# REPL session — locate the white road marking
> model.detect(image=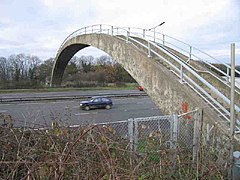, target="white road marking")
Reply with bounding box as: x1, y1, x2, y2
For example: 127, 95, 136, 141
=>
72, 105, 80, 109
75, 112, 98, 116
17, 103, 46, 106
75, 113, 90, 116
0, 104, 11, 106
0, 110, 7, 113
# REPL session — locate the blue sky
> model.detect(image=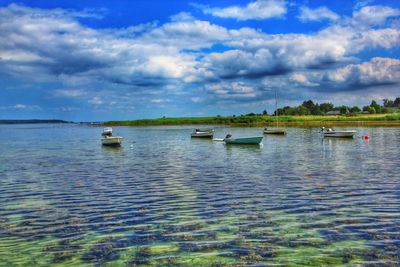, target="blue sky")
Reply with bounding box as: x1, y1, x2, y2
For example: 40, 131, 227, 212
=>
0, 0, 400, 121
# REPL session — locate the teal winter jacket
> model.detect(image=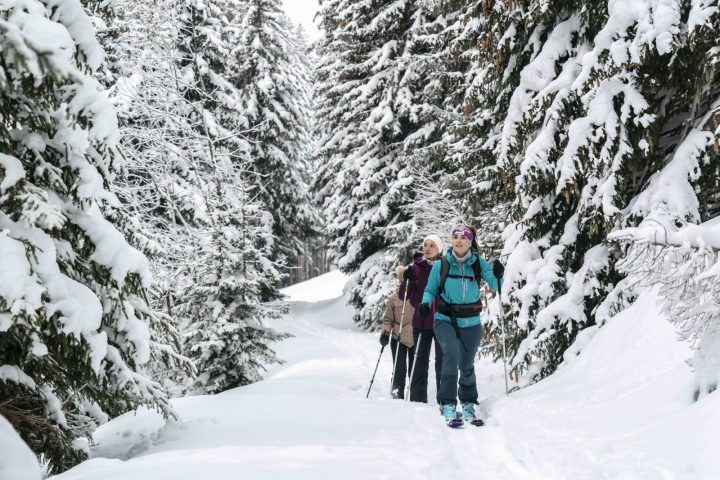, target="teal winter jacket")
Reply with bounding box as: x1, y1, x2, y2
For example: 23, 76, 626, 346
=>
422, 247, 498, 328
========================================
Affichez chacune des lignes ci-dessus qui contient le mot « locate ».

■ **Solution**:
# REPL session — locate the white road marking
# REPL session — locate the blue sky
# REPL session — locate the teal winter jacket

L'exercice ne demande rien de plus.